> [Requirement] Please state how many rows below contain the word "jersey", giving only the number.

> [Task inputs]
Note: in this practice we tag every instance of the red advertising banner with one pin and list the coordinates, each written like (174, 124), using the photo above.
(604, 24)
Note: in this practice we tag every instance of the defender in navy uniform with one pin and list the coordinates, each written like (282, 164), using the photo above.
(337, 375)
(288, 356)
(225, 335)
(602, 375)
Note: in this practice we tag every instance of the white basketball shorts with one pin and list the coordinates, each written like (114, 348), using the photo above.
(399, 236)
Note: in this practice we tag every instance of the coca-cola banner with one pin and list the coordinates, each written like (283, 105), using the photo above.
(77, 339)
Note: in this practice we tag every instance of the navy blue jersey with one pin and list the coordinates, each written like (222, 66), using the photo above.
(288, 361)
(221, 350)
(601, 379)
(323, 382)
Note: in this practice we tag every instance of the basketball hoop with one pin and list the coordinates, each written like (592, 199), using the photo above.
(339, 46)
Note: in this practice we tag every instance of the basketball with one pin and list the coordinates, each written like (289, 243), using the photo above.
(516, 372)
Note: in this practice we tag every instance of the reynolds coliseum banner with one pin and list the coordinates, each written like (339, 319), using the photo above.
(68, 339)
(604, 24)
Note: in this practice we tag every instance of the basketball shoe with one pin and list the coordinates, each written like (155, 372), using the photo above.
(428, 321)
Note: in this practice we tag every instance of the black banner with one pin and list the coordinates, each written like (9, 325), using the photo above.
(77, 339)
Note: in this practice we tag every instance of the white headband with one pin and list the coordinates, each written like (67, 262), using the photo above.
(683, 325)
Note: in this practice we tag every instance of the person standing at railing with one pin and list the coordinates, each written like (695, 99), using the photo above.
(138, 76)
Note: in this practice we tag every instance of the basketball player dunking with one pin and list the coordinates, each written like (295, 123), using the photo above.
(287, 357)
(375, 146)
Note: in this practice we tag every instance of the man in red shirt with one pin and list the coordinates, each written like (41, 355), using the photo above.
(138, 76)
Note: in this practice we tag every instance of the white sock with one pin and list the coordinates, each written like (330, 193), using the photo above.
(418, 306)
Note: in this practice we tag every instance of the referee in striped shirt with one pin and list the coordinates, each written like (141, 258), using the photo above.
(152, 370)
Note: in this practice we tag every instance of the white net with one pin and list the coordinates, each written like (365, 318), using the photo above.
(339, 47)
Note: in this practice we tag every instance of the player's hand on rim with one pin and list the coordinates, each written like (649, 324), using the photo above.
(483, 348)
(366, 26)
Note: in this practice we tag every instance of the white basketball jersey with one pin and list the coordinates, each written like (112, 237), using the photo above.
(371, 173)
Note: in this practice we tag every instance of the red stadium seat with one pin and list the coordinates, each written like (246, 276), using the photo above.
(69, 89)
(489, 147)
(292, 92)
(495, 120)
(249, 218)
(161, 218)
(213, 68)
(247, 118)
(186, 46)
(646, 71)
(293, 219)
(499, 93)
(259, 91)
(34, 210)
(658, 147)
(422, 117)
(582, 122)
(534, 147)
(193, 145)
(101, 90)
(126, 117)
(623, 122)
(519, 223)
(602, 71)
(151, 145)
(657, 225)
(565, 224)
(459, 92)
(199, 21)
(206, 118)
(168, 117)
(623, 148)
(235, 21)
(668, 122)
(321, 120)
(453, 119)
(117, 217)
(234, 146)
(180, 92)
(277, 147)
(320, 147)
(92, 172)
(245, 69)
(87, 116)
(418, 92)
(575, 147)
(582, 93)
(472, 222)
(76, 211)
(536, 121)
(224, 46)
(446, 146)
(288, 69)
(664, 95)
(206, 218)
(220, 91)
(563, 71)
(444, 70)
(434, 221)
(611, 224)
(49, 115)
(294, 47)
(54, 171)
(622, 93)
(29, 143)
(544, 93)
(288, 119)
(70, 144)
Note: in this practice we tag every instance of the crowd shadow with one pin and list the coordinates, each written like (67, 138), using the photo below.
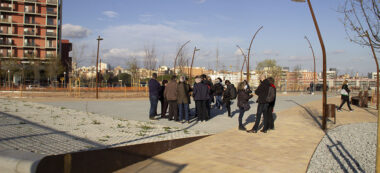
(340, 149)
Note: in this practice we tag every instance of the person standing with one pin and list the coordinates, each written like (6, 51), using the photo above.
(229, 95)
(163, 100)
(243, 98)
(154, 89)
(272, 101)
(345, 96)
(201, 97)
(262, 108)
(183, 99)
(171, 95)
(218, 93)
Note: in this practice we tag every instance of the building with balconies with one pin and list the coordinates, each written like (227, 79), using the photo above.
(30, 30)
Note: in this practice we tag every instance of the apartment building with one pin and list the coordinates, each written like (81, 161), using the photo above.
(29, 29)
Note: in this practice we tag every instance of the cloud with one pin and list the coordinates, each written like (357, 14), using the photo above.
(75, 31)
(110, 14)
(270, 52)
(122, 53)
(201, 1)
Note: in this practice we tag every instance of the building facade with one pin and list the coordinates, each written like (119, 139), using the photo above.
(30, 29)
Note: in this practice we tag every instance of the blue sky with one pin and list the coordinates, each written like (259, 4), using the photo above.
(129, 25)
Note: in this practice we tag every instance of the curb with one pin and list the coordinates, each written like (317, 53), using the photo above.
(14, 161)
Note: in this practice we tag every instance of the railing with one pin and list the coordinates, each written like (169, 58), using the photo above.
(29, 32)
(51, 34)
(51, 12)
(8, 20)
(30, 44)
(6, 8)
(51, 2)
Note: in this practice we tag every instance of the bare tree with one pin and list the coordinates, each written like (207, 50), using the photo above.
(361, 16)
(133, 67)
(150, 58)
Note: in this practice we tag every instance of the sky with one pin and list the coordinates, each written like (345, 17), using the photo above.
(127, 26)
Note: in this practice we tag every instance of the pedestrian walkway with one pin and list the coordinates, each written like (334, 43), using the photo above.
(288, 148)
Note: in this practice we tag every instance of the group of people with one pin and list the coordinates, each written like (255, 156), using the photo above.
(176, 96)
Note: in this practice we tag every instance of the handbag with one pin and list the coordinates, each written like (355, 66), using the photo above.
(343, 92)
(246, 107)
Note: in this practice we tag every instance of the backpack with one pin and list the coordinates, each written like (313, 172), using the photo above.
(233, 92)
(270, 97)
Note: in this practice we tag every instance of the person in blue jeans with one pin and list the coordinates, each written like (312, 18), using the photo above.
(243, 105)
(218, 93)
(154, 92)
(183, 99)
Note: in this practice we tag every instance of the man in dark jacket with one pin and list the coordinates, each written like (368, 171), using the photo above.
(201, 97)
(171, 95)
(272, 102)
(262, 108)
(218, 93)
(227, 96)
(154, 89)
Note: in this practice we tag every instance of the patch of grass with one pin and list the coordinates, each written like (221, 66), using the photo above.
(167, 129)
(96, 122)
(120, 126)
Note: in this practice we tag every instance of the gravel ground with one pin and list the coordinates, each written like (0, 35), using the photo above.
(44, 129)
(347, 148)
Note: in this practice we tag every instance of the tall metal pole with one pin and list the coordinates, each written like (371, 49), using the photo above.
(249, 53)
(377, 69)
(377, 105)
(312, 51)
(179, 51)
(192, 62)
(97, 72)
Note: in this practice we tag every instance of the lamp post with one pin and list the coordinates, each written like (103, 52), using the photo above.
(97, 72)
(324, 96)
(64, 79)
(179, 51)
(192, 61)
(312, 51)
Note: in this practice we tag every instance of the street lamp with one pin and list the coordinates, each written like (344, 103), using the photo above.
(64, 79)
(179, 51)
(97, 72)
(192, 61)
(324, 96)
(312, 51)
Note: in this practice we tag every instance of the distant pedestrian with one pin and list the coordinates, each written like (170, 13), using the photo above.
(207, 81)
(229, 94)
(171, 95)
(163, 100)
(271, 98)
(262, 108)
(201, 97)
(183, 99)
(243, 97)
(218, 93)
(154, 89)
(345, 96)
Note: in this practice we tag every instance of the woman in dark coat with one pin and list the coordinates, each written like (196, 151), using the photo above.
(345, 96)
(163, 101)
(243, 98)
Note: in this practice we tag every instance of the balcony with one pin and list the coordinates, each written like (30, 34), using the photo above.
(51, 2)
(29, 33)
(6, 8)
(51, 12)
(8, 20)
(30, 45)
(6, 43)
(51, 34)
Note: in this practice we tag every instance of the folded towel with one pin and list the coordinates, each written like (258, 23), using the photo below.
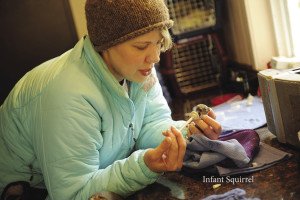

> [Result of this task] 2